== JOB ==
Output as a JSON list of strings the lines of the records from the line with "# draw the outline of every instance of the water" up to and including the line with "M 36 78 L 46", one string per line, leaving out blank lines.

□ □ □

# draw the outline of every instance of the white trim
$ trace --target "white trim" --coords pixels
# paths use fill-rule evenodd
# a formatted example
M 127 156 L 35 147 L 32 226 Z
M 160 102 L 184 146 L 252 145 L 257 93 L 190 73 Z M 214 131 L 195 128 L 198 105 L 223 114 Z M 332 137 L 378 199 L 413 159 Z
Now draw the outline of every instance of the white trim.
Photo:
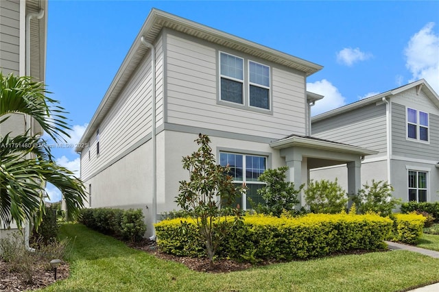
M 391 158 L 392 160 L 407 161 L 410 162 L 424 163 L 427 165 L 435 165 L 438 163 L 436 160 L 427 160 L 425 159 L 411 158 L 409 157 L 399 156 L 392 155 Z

□ □ □

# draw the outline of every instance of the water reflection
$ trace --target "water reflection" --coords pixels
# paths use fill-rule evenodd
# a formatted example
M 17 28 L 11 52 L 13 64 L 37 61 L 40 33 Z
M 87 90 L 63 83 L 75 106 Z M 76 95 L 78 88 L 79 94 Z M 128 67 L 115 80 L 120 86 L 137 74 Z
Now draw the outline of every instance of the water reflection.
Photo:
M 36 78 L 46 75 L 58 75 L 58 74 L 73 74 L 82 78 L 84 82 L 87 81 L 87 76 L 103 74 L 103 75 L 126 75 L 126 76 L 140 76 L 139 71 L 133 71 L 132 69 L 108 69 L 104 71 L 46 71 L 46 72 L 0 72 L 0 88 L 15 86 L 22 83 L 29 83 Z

□ □ □

== RESULT OF THE TASK ==
[
  "# draw the outline of every instance of the water reflection",
  "$ trace --target \"water reflection\" --coords pixels",
  "# paths use fill-rule evenodd",
  "# a formatted example",
  "M 17 28 L 11 52 L 13 64 L 37 61 L 40 33 Z",
  "M 87 90 L 63 83 L 75 106 Z M 76 95 L 78 88 L 79 94 Z M 128 67 L 115 80 L 120 86 L 137 74 Z",
  "Now draw the outline of every instance of the water reflection.",
  "Photo:",
  "M 36 78 L 46 75 L 58 75 L 58 74 L 73 74 L 82 78 L 84 82 L 87 81 L 87 76 L 103 74 L 103 75 L 126 75 L 126 76 L 140 76 L 139 71 L 133 71 L 132 69 L 108 69 L 104 71 L 46 71 L 46 72 L 0 72 L 0 88 L 15 86 L 22 83 L 29 83 Z"
]